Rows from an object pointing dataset

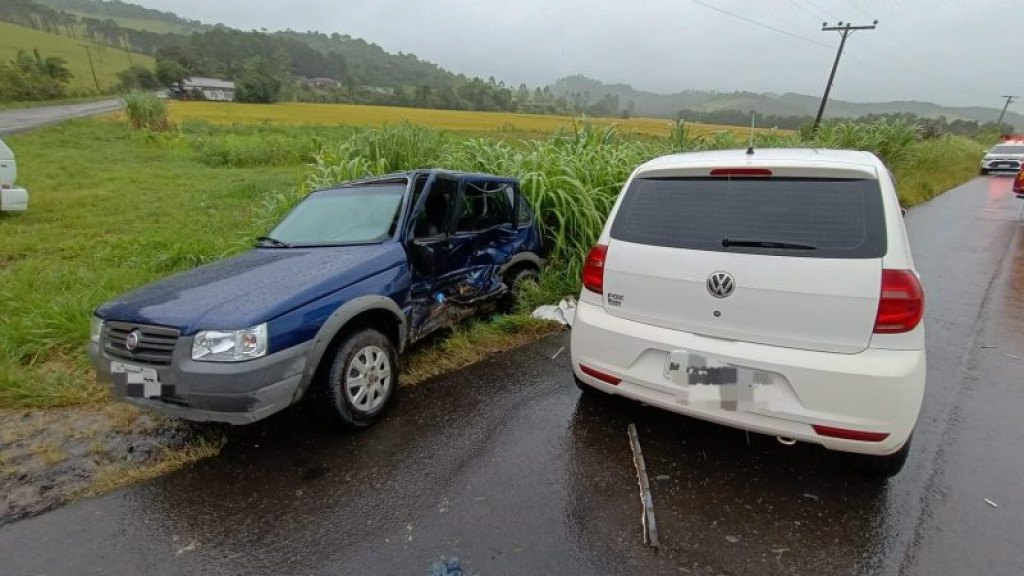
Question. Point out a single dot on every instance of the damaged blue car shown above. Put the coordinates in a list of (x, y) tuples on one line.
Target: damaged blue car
[(325, 303)]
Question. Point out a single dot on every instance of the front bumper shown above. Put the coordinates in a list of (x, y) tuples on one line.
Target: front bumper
[(236, 393), (13, 199), (877, 391)]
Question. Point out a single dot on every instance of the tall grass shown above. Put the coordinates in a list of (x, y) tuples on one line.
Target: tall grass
[(572, 176), (198, 193), (145, 112)]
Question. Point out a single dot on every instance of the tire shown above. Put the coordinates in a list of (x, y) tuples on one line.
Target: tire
[(883, 467), (363, 378)]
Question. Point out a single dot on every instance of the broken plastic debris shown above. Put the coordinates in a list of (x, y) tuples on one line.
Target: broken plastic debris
[(562, 313)]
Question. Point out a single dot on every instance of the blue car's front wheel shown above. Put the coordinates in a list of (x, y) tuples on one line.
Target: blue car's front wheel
[(363, 378)]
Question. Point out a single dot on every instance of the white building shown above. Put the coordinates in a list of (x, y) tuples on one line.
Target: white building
[(210, 88)]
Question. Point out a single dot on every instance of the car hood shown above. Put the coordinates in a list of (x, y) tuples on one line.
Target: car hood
[(251, 288)]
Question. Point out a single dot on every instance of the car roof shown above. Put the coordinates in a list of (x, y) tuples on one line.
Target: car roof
[(787, 157), (438, 171)]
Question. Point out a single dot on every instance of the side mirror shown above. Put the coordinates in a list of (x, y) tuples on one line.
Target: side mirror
[(423, 256)]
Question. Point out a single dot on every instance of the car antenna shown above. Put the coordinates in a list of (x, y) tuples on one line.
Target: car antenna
[(750, 151)]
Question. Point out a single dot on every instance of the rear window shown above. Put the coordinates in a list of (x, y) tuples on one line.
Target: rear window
[(818, 217), (1004, 149)]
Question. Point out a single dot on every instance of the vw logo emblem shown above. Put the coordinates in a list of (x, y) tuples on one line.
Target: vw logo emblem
[(131, 342), (721, 284)]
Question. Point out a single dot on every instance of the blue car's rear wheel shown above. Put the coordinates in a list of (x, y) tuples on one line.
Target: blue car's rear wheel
[(363, 378)]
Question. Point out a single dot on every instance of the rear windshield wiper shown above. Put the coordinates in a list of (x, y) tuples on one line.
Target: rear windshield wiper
[(750, 243), (272, 241)]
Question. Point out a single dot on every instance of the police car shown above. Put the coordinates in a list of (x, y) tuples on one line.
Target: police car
[(1007, 156)]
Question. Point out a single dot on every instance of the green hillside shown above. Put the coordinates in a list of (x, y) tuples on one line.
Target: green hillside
[(668, 106), (108, 60), (128, 15)]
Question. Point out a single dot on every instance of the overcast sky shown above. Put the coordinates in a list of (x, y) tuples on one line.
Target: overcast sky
[(948, 51)]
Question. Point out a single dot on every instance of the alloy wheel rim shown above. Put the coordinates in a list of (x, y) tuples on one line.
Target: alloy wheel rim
[(368, 378)]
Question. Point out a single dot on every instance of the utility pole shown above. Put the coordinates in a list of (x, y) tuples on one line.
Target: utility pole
[(91, 67), (845, 31), (1010, 100)]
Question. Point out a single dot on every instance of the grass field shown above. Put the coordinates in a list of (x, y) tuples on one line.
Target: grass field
[(114, 209), (91, 233), (356, 115), (107, 60), (141, 24)]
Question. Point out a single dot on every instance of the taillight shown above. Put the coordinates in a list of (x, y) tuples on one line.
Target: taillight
[(902, 303), (850, 435), (600, 375), (593, 271)]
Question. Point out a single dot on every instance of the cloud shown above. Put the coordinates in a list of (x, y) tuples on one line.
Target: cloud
[(940, 50)]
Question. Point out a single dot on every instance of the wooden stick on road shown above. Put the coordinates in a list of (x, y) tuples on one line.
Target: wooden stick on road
[(647, 518)]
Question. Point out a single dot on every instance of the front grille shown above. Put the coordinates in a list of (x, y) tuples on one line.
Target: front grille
[(1005, 164), (156, 343)]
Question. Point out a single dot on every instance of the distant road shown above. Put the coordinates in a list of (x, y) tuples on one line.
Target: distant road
[(31, 118), (507, 466)]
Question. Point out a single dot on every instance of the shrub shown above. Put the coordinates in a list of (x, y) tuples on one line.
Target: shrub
[(146, 112)]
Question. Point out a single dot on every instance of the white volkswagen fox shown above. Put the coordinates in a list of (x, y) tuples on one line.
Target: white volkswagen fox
[(770, 290)]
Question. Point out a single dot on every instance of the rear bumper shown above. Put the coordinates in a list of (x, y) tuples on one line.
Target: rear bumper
[(236, 393), (1000, 165), (877, 391)]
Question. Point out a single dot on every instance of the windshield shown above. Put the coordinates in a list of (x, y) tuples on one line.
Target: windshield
[(1008, 150), (357, 214)]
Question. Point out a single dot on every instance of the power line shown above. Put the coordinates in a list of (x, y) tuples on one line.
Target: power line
[(1010, 100), (845, 31), (762, 25)]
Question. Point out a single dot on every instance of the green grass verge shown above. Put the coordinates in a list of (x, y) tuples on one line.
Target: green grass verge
[(109, 211), (61, 101), (112, 210)]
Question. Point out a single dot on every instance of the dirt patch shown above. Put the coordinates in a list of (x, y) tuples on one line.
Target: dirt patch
[(48, 457)]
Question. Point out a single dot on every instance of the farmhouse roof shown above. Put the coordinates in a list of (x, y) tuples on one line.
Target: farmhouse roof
[(201, 82)]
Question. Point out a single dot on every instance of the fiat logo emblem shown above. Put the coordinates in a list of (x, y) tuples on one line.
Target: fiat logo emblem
[(131, 342), (721, 284)]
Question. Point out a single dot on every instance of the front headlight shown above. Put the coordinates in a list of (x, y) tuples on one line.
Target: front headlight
[(230, 345), (95, 328)]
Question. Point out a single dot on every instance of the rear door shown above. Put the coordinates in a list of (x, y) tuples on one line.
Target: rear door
[(481, 239), (793, 262)]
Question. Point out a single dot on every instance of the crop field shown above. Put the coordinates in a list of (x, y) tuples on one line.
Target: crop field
[(108, 60), (180, 198), (357, 115), (203, 191)]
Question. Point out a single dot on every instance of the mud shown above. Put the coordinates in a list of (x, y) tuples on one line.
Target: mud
[(48, 457)]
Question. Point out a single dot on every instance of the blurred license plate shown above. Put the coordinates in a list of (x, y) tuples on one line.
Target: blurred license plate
[(140, 382), (690, 369)]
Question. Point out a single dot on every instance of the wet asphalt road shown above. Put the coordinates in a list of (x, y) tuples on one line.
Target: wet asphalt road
[(31, 118), (507, 467)]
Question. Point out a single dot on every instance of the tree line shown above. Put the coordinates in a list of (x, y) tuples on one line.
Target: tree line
[(929, 127)]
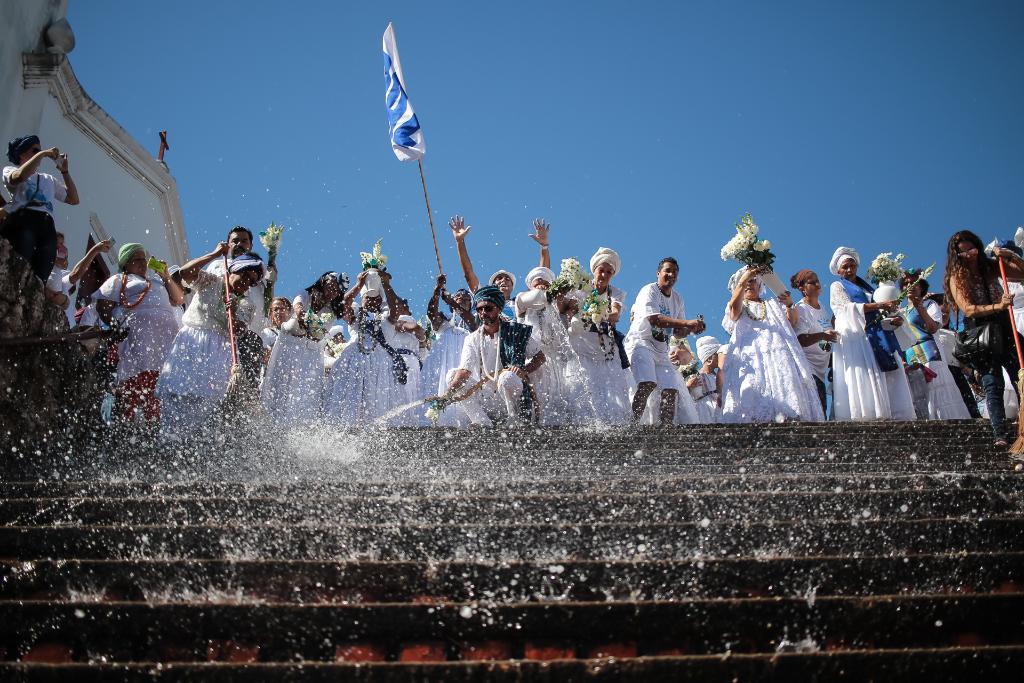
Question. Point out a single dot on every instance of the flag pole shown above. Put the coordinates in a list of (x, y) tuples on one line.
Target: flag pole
[(430, 217)]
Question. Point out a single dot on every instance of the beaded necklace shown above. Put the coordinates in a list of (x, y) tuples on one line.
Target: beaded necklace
[(124, 292), (756, 316)]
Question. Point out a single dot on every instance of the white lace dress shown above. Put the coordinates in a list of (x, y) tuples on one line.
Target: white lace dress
[(860, 389), (767, 377), (293, 384), (606, 383), (555, 380)]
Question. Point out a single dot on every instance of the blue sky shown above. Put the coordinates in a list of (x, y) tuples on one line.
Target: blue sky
[(648, 127)]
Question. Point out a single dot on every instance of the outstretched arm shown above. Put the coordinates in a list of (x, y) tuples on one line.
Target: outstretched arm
[(540, 236), (189, 271), (83, 265), (390, 296), (435, 298), (460, 230)]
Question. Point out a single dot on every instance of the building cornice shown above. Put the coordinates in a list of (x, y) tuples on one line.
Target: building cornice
[(54, 73)]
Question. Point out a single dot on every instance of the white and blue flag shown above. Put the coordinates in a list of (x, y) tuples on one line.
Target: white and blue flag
[(402, 126)]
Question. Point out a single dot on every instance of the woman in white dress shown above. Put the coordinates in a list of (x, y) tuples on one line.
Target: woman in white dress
[(767, 378), (294, 382), (923, 321), (551, 381), (196, 372), (704, 387), (868, 381), (445, 350), (144, 303), (380, 368), (599, 346)]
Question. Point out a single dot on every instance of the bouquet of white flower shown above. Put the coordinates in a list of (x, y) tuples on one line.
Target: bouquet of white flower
[(886, 268), (316, 324), (747, 247), (375, 259), (270, 239), (571, 276)]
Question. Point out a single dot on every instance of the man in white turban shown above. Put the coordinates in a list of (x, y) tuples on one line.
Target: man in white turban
[(605, 255), (841, 255)]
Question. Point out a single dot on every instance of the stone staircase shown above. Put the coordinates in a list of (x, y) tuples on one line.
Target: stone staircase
[(780, 552)]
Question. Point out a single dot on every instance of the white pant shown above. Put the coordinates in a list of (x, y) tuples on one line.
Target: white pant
[(486, 401), (650, 367)]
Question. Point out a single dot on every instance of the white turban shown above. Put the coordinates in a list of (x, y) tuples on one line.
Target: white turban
[(841, 255), (605, 255), (540, 272), (734, 280), (707, 347), (494, 276)]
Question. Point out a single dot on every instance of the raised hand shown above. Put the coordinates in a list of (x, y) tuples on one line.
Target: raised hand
[(459, 227), (540, 233)]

CHALLENGE: Format the data lines as a Markdown table with the columns Row and Line. Start at the line that contains "of the tire" and end at the line that contains "[(818, 217), (1004, 149)]", number each line in order, and leave out blank lines.

FULL OUTPUT:
| Row | Line |
|---|---|
| 1 | Question. Point out a single dot on every instance of the tire shown above. Put the coordinates in a list of (x, y) tuples on one line. |
| 2 | Target: tire |
| 3 | [(883, 467), (363, 378)] |
| 4 | Question. Point out a single dot on every instance of the broken plastic debris shown above. Put the coordinates in a list of (x, y) tuples on one line. |
| 5 | Target: broken plastic debris |
| 6 | [(562, 313)] |
| 7 | Question. Point out a single dot on every instance of the blue car's front wheel shown above. Put the coordinates in a list of (x, y) tuples on one line. |
| 8 | Target: blue car's front wheel |
| 9 | [(363, 378)] |
| 10 | Question. Point out a single dot on every instance of the white building shown above. Put the coordinates in a list of (x, y) tuples on one line. |
| 11 | Target: white building |
| 12 | [(210, 88)] |
| 13 | Question. Point out a single dot on every instance of the car hood shown above. Put the coordinates in a list of (x, y) tuples on one line. |
| 14 | Target: car hood |
| 15 | [(251, 288)] |
| 16 | Question. Point out a single dot on every instance of the car roof shown above. Put the coordinates in a list of (x, y) tuples on one line. |
| 17 | Target: car roof |
| 18 | [(787, 157), (438, 171)] |
| 19 | Question. Point out a single dot on every instance of the side mirror shown above. Put the coordinates in a list of (x, y) tuples on one line. |
| 20 | Target: side mirror |
| 21 | [(423, 256)] |
| 22 | Question. Point out a single dot on every instance of the car antenna shown above. Put the coordinates in a list of (x, y) tuples on one line. |
| 23 | Target: car antenna |
| 24 | [(750, 151)] |
| 25 | Question. Point out a single dot on every instance of the rear window shown above. Put the coordinates in a list of (x, y) tuples on one line. |
| 26 | Target: rear window |
| 27 | [(818, 217), (1004, 149)] |